What you are asked to do: Lines before the one containing "Kindly give the mask of every instance of the gray" are left out; copy that line and every later line through the end of the data exactly.

Given information:
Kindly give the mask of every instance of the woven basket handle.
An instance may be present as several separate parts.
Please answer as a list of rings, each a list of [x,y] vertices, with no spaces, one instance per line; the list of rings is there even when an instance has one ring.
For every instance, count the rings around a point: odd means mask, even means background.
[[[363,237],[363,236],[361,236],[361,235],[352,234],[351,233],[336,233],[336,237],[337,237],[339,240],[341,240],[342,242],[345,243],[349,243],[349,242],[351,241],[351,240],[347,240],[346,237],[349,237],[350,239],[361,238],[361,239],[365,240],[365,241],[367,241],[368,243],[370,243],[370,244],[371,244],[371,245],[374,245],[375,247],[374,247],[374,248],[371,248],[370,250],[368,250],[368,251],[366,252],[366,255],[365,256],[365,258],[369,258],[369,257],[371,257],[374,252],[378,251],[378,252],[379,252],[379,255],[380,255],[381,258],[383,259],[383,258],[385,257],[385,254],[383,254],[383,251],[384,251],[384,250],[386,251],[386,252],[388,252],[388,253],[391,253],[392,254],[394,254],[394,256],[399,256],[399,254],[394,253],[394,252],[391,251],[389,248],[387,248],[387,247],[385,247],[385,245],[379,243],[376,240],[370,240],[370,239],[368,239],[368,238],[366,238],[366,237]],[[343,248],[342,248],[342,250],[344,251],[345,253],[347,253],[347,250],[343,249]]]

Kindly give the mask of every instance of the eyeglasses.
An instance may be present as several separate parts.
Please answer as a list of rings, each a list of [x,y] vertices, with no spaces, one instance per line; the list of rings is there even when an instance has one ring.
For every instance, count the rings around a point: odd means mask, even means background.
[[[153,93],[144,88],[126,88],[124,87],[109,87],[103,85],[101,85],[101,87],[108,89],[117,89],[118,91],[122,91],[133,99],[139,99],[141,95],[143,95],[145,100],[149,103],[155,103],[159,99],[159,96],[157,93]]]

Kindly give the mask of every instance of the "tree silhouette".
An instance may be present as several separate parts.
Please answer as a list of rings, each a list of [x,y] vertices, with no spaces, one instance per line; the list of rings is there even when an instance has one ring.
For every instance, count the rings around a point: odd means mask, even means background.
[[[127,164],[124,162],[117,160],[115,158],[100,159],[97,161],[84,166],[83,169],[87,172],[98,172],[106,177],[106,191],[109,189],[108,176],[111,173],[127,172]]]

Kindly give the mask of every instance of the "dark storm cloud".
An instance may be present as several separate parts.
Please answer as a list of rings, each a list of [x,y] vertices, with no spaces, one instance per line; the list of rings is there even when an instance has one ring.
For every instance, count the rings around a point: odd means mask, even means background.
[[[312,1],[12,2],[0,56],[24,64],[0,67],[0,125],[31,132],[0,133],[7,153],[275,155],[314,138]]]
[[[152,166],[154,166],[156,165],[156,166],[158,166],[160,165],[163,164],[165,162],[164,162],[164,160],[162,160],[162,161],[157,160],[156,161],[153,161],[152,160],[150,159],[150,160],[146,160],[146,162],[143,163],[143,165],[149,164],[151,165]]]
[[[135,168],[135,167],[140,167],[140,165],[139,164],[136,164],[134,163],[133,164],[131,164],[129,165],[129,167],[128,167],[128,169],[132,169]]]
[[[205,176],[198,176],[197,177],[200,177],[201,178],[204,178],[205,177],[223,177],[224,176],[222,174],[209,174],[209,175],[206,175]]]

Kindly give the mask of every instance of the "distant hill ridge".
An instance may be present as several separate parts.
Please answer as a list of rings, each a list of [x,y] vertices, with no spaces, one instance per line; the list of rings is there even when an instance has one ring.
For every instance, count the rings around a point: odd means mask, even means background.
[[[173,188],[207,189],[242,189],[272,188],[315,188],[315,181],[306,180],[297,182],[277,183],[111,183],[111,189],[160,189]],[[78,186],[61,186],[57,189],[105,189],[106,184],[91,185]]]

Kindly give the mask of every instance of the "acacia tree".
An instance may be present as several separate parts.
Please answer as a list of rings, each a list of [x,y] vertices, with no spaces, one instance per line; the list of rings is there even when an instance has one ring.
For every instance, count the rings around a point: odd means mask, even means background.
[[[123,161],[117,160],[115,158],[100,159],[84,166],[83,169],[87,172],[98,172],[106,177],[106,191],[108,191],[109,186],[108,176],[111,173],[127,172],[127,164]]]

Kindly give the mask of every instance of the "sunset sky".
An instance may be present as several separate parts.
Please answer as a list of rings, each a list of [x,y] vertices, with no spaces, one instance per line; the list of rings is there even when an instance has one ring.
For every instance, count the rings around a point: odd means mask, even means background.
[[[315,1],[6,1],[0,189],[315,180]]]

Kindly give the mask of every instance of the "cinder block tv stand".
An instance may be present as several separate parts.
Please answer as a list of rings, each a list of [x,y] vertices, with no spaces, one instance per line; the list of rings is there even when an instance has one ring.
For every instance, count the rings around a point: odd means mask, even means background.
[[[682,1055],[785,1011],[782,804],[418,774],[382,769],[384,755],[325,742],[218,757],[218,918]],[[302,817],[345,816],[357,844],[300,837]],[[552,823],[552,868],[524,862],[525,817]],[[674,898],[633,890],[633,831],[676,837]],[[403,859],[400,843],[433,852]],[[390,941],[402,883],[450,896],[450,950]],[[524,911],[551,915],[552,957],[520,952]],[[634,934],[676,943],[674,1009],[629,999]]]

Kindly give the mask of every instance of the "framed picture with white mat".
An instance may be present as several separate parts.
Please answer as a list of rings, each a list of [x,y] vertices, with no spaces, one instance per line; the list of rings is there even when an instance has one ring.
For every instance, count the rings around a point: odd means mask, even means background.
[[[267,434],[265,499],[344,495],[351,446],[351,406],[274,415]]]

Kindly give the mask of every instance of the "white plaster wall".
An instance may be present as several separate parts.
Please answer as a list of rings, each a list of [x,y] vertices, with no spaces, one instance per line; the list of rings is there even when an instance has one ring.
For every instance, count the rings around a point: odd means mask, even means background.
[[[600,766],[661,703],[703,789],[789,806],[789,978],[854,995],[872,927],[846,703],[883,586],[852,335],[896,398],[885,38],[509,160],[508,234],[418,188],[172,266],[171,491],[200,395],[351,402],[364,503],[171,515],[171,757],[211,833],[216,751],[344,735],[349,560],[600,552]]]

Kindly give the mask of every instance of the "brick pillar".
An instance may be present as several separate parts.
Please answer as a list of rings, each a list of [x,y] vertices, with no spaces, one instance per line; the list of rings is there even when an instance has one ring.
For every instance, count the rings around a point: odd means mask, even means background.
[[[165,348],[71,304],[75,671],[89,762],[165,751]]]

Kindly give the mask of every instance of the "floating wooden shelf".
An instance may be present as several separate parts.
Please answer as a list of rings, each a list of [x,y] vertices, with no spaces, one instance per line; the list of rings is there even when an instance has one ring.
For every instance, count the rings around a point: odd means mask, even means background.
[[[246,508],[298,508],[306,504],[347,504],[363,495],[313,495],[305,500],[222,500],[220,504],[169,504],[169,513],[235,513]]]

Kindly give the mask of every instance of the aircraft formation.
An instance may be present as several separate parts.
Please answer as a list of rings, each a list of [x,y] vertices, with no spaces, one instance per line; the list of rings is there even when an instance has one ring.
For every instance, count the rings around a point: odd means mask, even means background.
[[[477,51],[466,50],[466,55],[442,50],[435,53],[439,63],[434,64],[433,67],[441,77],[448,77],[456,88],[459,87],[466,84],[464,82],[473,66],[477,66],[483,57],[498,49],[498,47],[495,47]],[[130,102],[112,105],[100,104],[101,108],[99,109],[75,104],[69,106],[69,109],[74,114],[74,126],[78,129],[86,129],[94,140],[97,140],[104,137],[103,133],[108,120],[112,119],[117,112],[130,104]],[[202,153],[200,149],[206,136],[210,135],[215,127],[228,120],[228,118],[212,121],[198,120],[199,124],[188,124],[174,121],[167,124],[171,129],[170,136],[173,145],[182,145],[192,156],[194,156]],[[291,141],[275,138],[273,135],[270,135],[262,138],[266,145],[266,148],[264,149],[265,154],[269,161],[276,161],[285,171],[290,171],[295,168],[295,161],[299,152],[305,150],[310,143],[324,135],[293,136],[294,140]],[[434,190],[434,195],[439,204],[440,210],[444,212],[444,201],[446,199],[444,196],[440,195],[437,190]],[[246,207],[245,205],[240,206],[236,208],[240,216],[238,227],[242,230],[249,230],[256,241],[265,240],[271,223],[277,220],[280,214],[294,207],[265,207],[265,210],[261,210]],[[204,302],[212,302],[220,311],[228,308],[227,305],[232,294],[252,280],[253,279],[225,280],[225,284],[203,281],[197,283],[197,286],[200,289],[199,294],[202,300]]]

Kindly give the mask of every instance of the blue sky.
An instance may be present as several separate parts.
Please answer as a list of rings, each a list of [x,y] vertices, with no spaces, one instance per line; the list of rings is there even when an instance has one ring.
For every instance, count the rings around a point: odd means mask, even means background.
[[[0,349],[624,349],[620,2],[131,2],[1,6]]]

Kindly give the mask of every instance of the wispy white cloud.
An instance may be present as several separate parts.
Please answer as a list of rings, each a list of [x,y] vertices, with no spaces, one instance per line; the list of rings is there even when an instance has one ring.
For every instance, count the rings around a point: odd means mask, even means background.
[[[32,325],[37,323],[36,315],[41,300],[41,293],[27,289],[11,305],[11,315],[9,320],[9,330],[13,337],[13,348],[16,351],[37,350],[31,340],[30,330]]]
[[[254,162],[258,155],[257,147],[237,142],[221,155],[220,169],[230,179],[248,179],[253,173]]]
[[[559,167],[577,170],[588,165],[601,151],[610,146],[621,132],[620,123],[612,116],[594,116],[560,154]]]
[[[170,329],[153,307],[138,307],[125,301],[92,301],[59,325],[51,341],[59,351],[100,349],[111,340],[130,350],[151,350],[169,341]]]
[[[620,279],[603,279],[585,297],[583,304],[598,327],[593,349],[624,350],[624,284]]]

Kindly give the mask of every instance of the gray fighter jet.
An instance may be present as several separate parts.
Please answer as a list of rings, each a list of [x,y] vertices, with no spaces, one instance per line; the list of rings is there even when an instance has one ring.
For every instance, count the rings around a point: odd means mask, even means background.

Worked answer:
Kindly give the mask of every instance of the gray fighter jet.
An instance may be present as several separate parts.
Please answer as a list of rings, each a list of [x,y] vertices, with no spaces, one instance per line; the list of rings is there even when an instance has one ring.
For every instance, count the rings around a point: odd means mask, even means background.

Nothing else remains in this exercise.